*** PROVIDED RECORDS ***

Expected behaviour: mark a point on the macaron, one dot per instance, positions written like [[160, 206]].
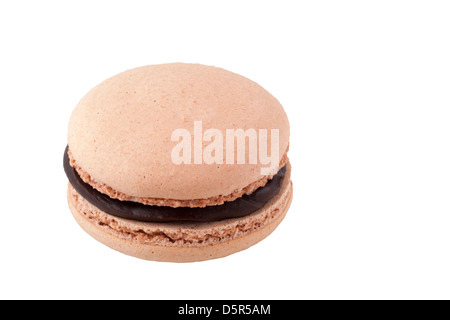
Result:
[[178, 162]]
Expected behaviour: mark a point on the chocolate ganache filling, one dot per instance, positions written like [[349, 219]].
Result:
[[240, 207]]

*** End of PROVIDED RECORDS ***

> WHAT YOU WILL DO: Among the lines of the data, identify those with the word "written". Copy each of them.

> PROBLEM SOLUTION:
Expected behaviour: mark a point on the macaron, one dot per instance, positions written like [[160, 206]].
Expected behaviour: mark a point on the chocolate ganache filling, one dot per instance, positions written like [[349, 219]].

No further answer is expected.